# Lines of data
^^^^^^^^

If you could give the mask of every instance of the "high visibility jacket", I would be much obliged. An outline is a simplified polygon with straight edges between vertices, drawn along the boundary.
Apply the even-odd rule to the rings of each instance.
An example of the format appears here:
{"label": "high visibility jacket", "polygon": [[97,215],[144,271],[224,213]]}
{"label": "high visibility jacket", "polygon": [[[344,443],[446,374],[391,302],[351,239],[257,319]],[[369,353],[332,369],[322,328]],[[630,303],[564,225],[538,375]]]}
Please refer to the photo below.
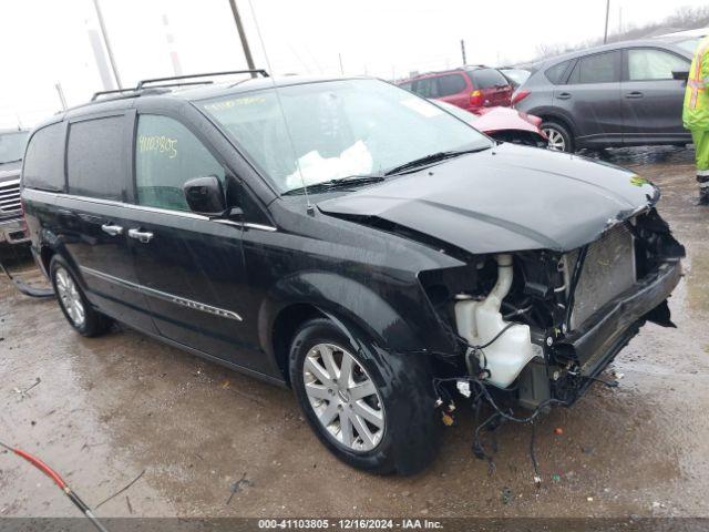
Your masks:
{"label": "high visibility jacket", "polygon": [[688,130],[709,130],[709,35],[699,41],[691,61],[682,121]]}

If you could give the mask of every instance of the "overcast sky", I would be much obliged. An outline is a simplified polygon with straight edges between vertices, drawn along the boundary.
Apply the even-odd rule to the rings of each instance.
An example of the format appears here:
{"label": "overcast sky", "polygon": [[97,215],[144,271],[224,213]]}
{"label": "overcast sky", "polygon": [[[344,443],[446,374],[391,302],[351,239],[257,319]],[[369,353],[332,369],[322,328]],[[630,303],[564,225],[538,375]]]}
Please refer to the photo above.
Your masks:
{"label": "overcast sky", "polygon": [[[99,0],[124,86],[184,73],[245,68],[228,0]],[[679,6],[707,0],[610,0],[610,30],[640,25]],[[501,64],[537,54],[541,44],[603,35],[606,0],[531,2],[418,0],[238,0],[257,66],[266,68],[260,28],[276,74],[404,76],[461,63]],[[253,7],[253,9],[251,9]],[[255,17],[254,17],[255,16]],[[165,17],[167,25],[165,25]],[[93,0],[0,2],[0,127],[24,126],[102,90],[90,34],[99,23]],[[172,35],[169,42],[168,33]]]}

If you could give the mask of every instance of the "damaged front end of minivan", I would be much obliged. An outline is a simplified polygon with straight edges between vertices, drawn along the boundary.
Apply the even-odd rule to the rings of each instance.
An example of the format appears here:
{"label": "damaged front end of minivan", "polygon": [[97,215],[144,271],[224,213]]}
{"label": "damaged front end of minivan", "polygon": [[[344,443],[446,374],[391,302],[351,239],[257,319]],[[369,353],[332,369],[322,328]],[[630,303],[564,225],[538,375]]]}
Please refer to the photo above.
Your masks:
{"label": "damaged front end of minivan", "polygon": [[542,173],[521,154],[502,146],[485,155],[495,172],[453,162],[319,207],[456,258],[418,273],[458,346],[439,354],[440,380],[536,410],[572,405],[646,321],[674,326],[685,249],[646,180],[582,158],[548,157]]}

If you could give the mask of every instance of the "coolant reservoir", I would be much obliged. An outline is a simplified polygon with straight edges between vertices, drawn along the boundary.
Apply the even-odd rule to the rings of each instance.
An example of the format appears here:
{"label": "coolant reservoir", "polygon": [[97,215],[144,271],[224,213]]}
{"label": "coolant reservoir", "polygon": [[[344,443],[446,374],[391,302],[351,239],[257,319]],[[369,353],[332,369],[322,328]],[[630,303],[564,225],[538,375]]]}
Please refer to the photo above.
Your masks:
{"label": "coolant reservoir", "polygon": [[[483,346],[497,336],[508,321],[500,307],[512,286],[512,256],[497,255],[497,283],[482,301],[459,300],[455,304],[458,334],[472,346]],[[477,351],[481,368],[490,371],[489,382],[507,388],[534,358],[530,326],[516,324],[493,344]]]}

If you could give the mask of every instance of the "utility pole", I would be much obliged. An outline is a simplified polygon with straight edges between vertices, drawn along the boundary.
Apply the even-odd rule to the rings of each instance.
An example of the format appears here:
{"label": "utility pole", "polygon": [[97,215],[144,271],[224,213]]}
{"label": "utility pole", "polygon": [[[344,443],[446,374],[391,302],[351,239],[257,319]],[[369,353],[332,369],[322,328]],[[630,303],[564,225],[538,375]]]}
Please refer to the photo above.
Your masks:
{"label": "utility pole", "polygon": [[[236,7],[236,0],[229,0],[232,6],[232,13],[234,14],[234,22],[236,22],[236,31],[239,32],[239,39],[242,40],[242,48],[244,49],[244,57],[246,58],[246,64],[249,70],[254,70],[254,58],[251,58],[251,49],[248,48],[248,41],[246,40],[246,33],[244,33],[244,24],[242,24],[242,17],[239,16],[239,9]],[[251,78],[256,78],[256,74],[251,73]]]}
{"label": "utility pole", "polygon": [[101,7],[99,0],[93,0],[93,7],[96,9],[96,18],[99,19],[99,28],[101,28],[101,34],[103,35],[103,43],[106,47],[106,53],[109,54],[109,62],[111,63],[111,70],[113,70],[113,78],[115,78],[115,84],[119,89],[123,89],[121,84],[121,78],[119,76],[119,69],[115,65],[115,59],[113,59],[113,51],[111,50],[111,43],[109,42],[109,34],[106,33],[106,27],[103,23],[103,14],[101,14]]}
{"label": "utility pole", "polygon": [[623,33],[623,6],[618,8],[618,34]]}
{"label": "utility pole", "polygon": [[603,33],[603,43],[608,42],[608,13],[610,12],[610,0],[606,0],[606,30]]}

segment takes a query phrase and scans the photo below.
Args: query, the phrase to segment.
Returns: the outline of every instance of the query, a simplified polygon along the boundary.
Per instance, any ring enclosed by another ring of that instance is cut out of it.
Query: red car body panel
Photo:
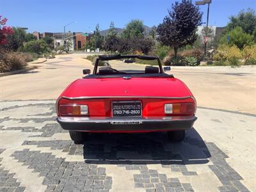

^^^^^^^^

# Aim of the exercise
Rewrite every row above with "much obliged" changed to "most grateful" and nothing else altered. Leave the pictures out.

# Exercise answer
If you could give the mask of every instance of the "high visibility jacket", I would be most grateful. An outline is a simplified polygon with straight edges between vertices, drawn along the boundary.
Apply the even-odd rule to the rings of each instance.
An example of the format appears here:
{"label": "high visibility jacket", "polygon": [[97,215],[144,271],[224,213]]}
{"label": "high visibility jacket", "polygon": [[[344,443],[446,374],[391,302],[351,239],[257,319]],[[369,353],[332,369],[322,328]],[[630,303],[564,225],[538,375]]]}
Please refer to the photo below.
Your masks:
{"label": "high visibility jacket", "polygon": [[688,130],[709,130],[709,35],[699,41],[691,61],[682,121]]}

If you could give the mask of every instance of the "overcast sky", I would be most grateful. An outline is a simplified polygon with straight edges between vertices, drawn along the boundary.
Apply the even-odd rule to the rings of each instance.
An example of the format appears here:
{"label": "overcast sky", "polygon": [[97,215],[144,271],[224,213]]}
{"label": "overcast sky", "polygon": [[[344,443],[446,374],[391,302],[351,239],[257,319]],[[369,353],[332,369],[322,328]],[[630,303],[564,225],[538,375]]]}
Please refer to the photo above.
Your masks:
{"label": "overcast sky", "polygon": [[[99,0],[124,86],[184,73],[245,68],[228,0]],[[679,6],[707,0],[610,0],[610,30],[640,25]],[[501,64],[537,54],[541,44],[603,35],[606,0],[531,2],[418,0],[238,0],[257,66],[266,68],[260,28],[276,74],[404,76],[461,63]],[[253,7],[253,9],[251,9]],[[255,17],[254,17],[255,16]],[[165,17],[167,25],[165,25]],[[93,0],[0,2],[0,127],[24,126],[102,90],[90,34],[99,23]],[[172,35],[169,42],[168,33]]]}

If you could give the mask of every instance of the "damaged front end of minivan", I would be most grateful. An outline is a simplified polygon with straight edges between vertices, drawn along the boundary.
Apply the even-odd rule to the rings of each instance.
An example of the format appears here:
{"label": "damaged front end of minivan", "polygon": [[97,215],[144,271],[224,213]]}
{"label": "damaged front end of minivan", "polygon": [[[344,443],[446,374],[391,302],[351,239],[257,319]],[[369,353],[332,369],[322,328]],[[630,303],[564,225],[538,375]]]}
Please refer to the photo above.
Your masks:
{"label": "damaged front end of minivan", "polygon": [[542,173],[521,154],[502,146],[485,155],[495,172],[453,162],[319,207],[456,258],[418,273],[458,346],[439,354],[440,380],[536,410],[572,405],[646,321],[674,326],[685,249],[646,180],[582,158],[548,157]]}

If you could give the mask of every instance of the "coolant reservoir", I would be most grateful. An outline is a simplified polygon with straight edges between vertices, drawn along the boundary.
Apply the even-odd rule to the rings of each instance.
An example of the format appears here:
{"label": "coolant reservoir", "polygon": [[97,215],[144,271],[224,213]]}
{"label": "coolant reservoir", "polygon": [[[344,443],[446,374],[391,302],[351,239],[257,319]],[[369,353],[332,369],[322,328]],[[630,303],[564,225],[538,375]]]}
Please refer to the photo above.
Your masks:
{"label": "coolant reservoir", "polygon": [[[483,346],[497,336],[508,321],[500,307],[512,286],[512,256],[497,255],[497,283],[482,301],[459,300],[455,304],[458,334],[472,346]],[[477,351],[481,368],[490,371],[489,382],[507,388],[534,358],[530,326],[516,324],[493,344]]]}

If you could give the mask of every instance of the "utility pole", I would be most grateful. An outline is a simplified polygon with straight edges between vertices, drawn along the boundary.
Apply the even-odd rule to the rings of each instance.
An example of the format appears here:
{"label": "utility pole", "polygon": [[97,215],[144,271],[224,213]]}
{"label": "utility pole", "polygon": [[[344,443],[446,374],[391,302],[351,239],[257,319]],[[369,353],[332,369],[322,328]],[[630,303],[564,225],[538,375]]]}
Please refer to the photo above.
Your masks:
{"label": "utility pole", "polygon": [[[236,7],[236,0],[229,0],[232,6],[232,13],[234,14],[234,22],[236,22],[236,31],[239,32],[239,39],[242,40],[242,48],[244,49],[244,57],[246,58],[246,64],[249,70],[254,70],[254,58],[251,58],[251,49],[248,48],[248,41],[246,40],[246,33],[244,33],[244,24],[242,24],[242,17],[239,16],[239,9]],[[251,78],[256,78],[256,74],[251,73]]]}
{"label": "utility pole", "polygon": [[101,7],[99,0],[93,0],[93,7],[96,9],[96,18],[99,19],[99,28],[101,28],[101,34],[103,35],[103,43],[106,47],[106,53],[109,54],[109,62],[111,63],[111,70],[113,70],[113,78],[115,78],[115,84],[119,89],[123,89],[121,84],[121,78],[119,76],[119,69],[115,65],[115,59],[113,59],[113,51],[111,50],[111,43],[109,42],[109,34],[106,33],[106,27],[103,23],[103,14],[101,14]]}
{"label": "utility pole", "polygon": [[623,33],[623,6],[618,8],[618,34]]}
{"label": "utility pole", "polygon": [[603,33],[603,43],[608,42],[608,13],[610,12],[610,0],[606,0],[606,30]]}

segment takes a query phrase and scans the photo below.
Args: query, the phrase to segment.
Returns: the outline of every instance of the query, a simplified polygon along the boundary.
Per instance, any ring enclosed by another ring of that instance is cut out of it.
Query: red car body panel
Photo:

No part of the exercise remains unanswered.